▸ Data entries
------------------------------------

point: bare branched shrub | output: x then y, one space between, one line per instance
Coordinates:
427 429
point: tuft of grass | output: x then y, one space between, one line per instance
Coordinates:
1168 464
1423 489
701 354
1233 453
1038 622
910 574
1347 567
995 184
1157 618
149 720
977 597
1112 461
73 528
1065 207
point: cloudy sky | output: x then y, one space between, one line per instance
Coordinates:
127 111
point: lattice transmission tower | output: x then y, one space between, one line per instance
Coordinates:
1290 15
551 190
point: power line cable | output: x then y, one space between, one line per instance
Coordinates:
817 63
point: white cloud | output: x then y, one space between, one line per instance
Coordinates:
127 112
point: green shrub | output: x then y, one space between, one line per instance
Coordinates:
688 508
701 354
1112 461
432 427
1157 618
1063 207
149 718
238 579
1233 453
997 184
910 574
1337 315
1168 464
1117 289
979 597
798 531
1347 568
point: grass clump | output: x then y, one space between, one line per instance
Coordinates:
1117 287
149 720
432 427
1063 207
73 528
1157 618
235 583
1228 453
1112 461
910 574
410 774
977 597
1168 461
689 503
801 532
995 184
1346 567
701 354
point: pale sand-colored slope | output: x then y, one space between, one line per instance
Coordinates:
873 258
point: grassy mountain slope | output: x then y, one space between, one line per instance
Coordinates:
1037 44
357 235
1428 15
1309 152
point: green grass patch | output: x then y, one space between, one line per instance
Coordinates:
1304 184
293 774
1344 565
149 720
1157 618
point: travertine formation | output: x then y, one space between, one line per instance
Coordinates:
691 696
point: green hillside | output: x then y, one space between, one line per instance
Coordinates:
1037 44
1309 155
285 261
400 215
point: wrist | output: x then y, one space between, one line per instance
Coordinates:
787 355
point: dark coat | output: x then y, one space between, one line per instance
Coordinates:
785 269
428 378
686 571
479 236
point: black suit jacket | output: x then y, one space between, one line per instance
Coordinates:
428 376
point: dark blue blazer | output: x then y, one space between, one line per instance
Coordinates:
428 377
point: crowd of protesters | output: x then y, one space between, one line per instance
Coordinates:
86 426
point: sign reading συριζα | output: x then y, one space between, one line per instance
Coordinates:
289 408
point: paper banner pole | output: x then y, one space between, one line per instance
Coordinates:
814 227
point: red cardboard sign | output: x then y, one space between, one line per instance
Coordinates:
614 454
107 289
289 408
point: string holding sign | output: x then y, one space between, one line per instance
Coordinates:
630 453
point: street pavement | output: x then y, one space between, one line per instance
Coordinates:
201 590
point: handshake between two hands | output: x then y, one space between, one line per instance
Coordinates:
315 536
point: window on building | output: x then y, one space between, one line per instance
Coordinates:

------------------------------------

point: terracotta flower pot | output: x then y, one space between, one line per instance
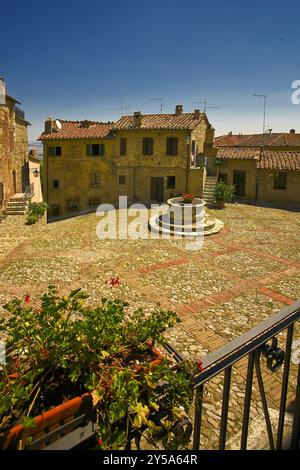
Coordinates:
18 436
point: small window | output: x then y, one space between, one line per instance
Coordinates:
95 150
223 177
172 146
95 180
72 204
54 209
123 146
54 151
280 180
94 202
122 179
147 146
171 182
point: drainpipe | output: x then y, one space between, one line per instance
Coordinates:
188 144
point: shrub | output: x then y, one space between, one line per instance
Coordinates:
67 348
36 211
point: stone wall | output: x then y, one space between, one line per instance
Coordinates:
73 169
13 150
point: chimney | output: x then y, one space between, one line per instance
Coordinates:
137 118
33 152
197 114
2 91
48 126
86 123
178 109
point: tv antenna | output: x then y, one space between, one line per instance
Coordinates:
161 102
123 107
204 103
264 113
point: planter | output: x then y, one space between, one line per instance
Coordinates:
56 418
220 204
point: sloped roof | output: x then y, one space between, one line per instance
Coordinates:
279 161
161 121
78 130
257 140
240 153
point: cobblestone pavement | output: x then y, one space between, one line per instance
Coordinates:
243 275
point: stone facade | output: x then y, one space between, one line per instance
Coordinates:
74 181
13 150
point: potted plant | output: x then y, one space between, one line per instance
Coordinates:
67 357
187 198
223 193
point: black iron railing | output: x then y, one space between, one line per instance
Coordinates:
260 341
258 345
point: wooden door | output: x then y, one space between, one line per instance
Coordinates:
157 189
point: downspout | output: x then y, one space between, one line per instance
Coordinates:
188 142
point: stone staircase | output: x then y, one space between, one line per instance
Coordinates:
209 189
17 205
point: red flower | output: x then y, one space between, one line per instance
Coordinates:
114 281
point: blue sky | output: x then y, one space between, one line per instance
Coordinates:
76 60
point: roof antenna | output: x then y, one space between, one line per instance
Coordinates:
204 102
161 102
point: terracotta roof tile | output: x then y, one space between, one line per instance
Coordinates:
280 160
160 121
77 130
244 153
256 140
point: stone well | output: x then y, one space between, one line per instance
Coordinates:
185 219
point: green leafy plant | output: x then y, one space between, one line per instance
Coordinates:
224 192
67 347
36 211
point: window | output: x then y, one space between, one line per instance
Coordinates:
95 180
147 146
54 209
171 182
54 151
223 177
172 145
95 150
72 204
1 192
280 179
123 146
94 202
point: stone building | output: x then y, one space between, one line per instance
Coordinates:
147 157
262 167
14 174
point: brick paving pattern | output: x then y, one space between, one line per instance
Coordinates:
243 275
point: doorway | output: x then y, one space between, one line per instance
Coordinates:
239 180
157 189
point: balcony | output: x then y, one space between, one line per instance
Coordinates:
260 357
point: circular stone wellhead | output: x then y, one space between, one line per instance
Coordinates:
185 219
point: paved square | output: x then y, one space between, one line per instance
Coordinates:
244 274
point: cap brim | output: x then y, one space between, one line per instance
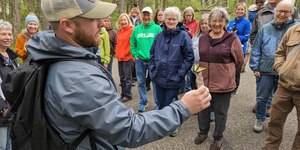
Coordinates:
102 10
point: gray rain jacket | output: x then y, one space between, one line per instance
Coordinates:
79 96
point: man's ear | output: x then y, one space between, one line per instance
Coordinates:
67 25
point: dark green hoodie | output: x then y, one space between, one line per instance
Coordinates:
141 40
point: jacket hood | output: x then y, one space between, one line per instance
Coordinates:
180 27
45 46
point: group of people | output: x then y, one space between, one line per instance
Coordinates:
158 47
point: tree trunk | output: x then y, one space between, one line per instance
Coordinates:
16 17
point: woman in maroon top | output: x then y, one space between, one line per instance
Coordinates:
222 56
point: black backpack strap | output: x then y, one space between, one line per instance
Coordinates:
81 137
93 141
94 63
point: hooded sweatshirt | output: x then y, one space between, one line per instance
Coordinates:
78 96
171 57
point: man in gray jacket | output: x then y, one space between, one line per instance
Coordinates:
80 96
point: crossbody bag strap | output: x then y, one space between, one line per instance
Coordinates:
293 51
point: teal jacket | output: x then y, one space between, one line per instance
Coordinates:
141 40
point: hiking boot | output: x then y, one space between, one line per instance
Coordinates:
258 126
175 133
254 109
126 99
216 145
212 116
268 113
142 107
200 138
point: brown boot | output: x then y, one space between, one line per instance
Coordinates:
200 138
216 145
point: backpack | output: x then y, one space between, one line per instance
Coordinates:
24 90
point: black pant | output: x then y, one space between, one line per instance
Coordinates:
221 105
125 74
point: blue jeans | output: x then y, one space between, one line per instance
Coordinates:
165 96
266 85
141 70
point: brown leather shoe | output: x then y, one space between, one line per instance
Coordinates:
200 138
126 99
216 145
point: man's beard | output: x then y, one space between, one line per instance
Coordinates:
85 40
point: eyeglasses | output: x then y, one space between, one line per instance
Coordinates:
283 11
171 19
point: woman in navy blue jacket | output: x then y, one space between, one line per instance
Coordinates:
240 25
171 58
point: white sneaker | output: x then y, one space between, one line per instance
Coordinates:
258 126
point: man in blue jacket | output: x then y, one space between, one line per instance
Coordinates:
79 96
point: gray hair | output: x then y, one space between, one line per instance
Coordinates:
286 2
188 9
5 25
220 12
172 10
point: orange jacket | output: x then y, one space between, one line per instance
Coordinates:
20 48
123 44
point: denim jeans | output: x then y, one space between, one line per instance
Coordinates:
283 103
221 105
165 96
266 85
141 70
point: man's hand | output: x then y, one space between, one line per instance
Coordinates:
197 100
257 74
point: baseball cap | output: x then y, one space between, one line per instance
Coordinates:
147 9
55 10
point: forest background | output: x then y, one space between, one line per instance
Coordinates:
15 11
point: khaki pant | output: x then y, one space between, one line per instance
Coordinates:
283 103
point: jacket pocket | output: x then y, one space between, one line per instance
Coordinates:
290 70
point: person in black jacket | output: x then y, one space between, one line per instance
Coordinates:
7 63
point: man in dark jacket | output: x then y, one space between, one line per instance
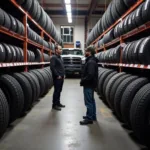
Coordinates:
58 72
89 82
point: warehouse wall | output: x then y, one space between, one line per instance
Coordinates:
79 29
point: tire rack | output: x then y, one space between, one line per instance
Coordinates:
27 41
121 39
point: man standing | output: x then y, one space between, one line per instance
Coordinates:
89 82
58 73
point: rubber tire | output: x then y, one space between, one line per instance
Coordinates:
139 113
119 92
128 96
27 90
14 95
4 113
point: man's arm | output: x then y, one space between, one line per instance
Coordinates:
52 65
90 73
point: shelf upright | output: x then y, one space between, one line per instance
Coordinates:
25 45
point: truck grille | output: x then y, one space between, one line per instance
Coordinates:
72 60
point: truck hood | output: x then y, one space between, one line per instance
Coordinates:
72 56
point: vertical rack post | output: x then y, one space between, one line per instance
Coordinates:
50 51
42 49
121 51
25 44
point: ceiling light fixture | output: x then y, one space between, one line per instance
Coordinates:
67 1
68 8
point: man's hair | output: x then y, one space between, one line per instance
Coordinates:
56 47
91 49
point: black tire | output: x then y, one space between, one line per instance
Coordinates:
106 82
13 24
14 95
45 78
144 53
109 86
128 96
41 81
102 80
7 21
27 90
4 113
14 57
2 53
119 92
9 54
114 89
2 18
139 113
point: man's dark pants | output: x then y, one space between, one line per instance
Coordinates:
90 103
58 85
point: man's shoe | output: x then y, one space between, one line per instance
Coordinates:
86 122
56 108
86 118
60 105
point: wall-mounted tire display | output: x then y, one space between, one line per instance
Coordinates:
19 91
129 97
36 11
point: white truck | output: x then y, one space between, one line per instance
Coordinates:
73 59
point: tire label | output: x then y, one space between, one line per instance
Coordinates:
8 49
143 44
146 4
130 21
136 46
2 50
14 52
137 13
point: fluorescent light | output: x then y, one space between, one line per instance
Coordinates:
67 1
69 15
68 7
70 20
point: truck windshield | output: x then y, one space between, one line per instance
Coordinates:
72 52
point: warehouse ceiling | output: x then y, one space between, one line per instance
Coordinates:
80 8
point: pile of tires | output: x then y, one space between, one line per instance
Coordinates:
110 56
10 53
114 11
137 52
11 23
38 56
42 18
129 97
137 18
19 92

------------------------------------

▸ What the exercise asks
Locate every line in the entries above that contains the word "blue" and copy each of those lines out.

▸ Response below
point: dark blue blazer | output: x then y, one space between, one line per instance
point: blue sky | output: x then y, one space between, one line per instance
point: blue jeans | output: x then y, one space between, one line per instance
point: woman in navy blue jacket | output: x then y, one space between, one line per instance
point: man in blue jacket | output: x then y, one space between, one line per instance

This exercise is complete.